:: RECORDS SHOWN ::

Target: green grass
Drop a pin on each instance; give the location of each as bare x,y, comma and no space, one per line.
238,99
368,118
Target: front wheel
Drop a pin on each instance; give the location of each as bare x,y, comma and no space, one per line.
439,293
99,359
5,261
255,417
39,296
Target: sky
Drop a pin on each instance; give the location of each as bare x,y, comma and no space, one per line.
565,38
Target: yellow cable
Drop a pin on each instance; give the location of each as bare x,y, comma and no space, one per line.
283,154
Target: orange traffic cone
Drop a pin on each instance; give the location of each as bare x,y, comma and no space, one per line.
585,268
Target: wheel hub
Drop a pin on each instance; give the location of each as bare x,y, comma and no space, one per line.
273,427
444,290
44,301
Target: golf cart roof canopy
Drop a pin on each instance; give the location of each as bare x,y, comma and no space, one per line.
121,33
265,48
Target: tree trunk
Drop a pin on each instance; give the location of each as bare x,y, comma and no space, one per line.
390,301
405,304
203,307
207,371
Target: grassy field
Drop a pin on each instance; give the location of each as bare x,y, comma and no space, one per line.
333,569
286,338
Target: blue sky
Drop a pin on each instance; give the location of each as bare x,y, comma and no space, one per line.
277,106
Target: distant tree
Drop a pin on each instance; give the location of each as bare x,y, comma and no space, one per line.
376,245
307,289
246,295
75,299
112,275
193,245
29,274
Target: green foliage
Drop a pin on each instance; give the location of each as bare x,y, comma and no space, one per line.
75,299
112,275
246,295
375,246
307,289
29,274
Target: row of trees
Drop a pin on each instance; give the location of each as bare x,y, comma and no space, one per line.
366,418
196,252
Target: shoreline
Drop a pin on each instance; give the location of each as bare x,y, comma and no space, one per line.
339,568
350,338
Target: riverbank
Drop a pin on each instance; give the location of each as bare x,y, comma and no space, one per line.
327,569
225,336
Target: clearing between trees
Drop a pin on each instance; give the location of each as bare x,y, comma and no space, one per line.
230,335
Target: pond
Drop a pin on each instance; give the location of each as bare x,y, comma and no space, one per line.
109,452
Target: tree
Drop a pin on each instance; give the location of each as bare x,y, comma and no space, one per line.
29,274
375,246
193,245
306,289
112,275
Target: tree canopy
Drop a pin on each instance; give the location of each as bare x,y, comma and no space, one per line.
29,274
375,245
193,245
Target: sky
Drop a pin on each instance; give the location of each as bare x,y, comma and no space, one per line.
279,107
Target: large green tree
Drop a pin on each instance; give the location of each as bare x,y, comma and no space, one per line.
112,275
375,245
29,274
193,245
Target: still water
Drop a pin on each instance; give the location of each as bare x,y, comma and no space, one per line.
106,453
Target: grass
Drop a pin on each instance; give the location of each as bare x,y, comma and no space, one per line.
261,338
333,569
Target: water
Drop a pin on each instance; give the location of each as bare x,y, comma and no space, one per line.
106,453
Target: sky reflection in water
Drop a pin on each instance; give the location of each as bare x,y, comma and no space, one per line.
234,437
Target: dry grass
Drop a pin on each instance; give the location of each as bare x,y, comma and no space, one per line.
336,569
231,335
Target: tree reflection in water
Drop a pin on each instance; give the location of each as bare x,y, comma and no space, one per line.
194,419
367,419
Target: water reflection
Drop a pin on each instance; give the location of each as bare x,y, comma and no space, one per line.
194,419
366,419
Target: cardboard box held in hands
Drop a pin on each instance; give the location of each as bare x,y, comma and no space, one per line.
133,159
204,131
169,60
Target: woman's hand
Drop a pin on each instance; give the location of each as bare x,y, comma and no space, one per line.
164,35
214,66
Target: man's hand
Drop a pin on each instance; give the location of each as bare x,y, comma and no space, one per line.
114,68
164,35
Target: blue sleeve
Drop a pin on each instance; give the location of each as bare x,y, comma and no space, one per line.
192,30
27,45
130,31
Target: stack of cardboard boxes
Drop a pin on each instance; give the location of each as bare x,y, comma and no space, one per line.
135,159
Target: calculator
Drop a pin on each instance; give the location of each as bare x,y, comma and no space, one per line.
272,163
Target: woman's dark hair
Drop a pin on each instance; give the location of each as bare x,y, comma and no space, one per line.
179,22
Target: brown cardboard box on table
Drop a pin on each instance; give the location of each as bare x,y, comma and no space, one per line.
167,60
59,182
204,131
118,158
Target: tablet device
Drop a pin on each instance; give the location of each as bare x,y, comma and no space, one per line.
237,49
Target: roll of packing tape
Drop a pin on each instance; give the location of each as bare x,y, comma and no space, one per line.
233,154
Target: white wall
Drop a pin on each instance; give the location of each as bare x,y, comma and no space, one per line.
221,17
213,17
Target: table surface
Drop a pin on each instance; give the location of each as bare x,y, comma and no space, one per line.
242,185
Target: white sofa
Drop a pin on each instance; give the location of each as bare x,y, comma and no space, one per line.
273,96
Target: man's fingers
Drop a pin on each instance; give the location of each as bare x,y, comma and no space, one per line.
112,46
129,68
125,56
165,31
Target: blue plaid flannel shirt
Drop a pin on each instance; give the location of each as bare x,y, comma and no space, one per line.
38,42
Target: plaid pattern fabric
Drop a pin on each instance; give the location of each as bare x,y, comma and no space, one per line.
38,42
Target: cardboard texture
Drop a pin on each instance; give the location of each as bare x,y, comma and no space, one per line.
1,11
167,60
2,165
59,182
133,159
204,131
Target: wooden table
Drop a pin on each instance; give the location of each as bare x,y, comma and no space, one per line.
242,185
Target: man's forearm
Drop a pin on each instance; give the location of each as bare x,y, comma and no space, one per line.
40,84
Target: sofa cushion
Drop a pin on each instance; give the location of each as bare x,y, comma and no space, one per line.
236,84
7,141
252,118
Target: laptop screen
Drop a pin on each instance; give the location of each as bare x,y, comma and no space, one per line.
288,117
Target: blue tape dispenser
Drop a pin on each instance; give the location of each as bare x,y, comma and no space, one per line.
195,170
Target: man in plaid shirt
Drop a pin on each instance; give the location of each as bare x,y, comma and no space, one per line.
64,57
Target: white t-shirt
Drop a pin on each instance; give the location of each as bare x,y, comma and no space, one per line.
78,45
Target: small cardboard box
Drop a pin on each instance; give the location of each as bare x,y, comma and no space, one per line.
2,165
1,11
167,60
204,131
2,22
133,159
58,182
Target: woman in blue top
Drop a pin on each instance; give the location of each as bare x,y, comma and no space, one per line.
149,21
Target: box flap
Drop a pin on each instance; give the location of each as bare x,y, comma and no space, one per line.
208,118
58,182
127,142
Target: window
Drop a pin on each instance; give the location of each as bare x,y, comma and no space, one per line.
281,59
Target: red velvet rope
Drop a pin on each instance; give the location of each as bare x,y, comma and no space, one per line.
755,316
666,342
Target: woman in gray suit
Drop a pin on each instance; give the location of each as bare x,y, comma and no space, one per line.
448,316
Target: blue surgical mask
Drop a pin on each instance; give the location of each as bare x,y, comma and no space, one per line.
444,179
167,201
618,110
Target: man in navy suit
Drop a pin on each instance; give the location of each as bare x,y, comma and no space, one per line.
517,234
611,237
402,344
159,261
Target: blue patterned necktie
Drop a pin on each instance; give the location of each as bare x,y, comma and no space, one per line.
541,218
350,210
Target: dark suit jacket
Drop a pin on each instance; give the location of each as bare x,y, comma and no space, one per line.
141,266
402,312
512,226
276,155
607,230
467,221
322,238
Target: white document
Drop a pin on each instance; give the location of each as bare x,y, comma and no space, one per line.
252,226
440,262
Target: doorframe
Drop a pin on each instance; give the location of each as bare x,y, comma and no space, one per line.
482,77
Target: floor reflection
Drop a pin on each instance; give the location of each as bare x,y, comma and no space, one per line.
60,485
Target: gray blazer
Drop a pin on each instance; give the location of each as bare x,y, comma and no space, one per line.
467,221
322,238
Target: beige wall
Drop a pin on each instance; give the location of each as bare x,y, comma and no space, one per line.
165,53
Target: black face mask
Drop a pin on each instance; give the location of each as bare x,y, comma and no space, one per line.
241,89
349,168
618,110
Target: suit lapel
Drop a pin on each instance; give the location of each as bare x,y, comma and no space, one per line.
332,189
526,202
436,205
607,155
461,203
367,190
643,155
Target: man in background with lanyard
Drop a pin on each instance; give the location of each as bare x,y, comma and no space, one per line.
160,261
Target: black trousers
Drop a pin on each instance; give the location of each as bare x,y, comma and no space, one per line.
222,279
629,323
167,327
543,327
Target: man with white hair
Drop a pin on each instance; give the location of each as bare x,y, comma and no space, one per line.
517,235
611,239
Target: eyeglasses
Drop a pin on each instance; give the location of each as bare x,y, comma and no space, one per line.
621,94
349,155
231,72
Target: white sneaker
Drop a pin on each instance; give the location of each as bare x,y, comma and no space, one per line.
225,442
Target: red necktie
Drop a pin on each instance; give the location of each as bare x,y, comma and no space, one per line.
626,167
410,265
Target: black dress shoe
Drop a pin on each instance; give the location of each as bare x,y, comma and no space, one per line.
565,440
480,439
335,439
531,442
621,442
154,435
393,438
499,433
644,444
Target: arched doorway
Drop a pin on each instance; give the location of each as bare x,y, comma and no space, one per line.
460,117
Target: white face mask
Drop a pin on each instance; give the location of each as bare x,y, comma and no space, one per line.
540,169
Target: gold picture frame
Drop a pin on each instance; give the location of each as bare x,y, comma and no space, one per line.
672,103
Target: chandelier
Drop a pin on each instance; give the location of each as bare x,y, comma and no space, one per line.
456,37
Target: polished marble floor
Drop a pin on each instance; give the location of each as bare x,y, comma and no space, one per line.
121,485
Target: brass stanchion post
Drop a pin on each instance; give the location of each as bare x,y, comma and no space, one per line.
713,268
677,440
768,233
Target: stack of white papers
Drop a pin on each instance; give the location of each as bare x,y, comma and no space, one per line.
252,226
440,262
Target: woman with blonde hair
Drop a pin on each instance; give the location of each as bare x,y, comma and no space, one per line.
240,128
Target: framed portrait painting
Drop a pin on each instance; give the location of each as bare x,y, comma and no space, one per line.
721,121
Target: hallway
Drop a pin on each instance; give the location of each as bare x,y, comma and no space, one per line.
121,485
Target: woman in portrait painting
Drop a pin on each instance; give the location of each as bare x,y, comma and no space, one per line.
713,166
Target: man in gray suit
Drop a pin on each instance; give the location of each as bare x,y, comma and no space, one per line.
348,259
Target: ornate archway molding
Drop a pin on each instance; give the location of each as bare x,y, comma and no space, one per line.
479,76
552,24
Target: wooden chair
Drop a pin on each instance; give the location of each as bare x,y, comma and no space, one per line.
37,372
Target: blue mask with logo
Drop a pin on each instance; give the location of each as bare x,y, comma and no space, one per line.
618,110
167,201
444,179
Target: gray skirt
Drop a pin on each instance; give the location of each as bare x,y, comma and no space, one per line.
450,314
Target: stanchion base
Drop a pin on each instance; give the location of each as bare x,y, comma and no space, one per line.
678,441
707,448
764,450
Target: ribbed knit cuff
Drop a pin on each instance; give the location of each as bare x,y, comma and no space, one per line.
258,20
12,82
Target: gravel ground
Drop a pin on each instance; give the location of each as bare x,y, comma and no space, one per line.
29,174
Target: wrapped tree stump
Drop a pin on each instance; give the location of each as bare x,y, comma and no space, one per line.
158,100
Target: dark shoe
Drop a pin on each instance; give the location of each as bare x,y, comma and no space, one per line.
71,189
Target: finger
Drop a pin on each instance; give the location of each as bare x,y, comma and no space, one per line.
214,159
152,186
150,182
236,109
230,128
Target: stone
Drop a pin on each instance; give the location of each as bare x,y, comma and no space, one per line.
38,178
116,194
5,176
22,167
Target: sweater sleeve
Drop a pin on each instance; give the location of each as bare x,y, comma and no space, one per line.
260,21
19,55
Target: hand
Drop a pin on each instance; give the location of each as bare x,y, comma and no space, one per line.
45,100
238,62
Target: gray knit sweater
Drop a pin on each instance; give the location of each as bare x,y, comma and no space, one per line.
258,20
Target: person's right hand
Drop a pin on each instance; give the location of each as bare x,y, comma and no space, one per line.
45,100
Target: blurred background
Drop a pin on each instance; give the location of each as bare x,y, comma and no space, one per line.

:::

• WHAT THE TASK ASKS: In the material above, find the line containing "Target: stack of cardboard boxes" and the line containing "Target: white sofa", then write out exactly those two lines and every line between them, and nothing more.

• FINISHED EXERCISE:
Target: stack of cardboard boxes
Drop a pin on each instance; give the location of each as bare x,y, comma and no space, one per line.
135,159
Target: calculator
Drop a pin on each instance; give the location of each as bare x,y, comma and no space, one per line.
272,163
Target: woman's dark hair
Drop a pin on each instance; give the location of each as bare x,y, comma and no space, one per line.
179,22
Target: brown cardboard box on table
Drop a pin on each instance; give the location of each as bare x,y, comma and no space, one per line.
167,60
59,182
204,131
118,158
Target: tablet device
Drop a pin on each instance; give the location of each as bare x,y, comma and no space, one per line.
237,49
Target: roll of packing tape
Drop a pin on each instance; give the location of each as bare x,y, comma and no space, one per line.
233,154
Target: white wall
Drop a pin on each instance; give the location of each as bare x,y, comma and no space, one per line.
221,17
213,17
Target: table surface
Drop a pin on each instance; give the location of each as bare x,y, comma and no space, one per line.
242,185
Target: white sofa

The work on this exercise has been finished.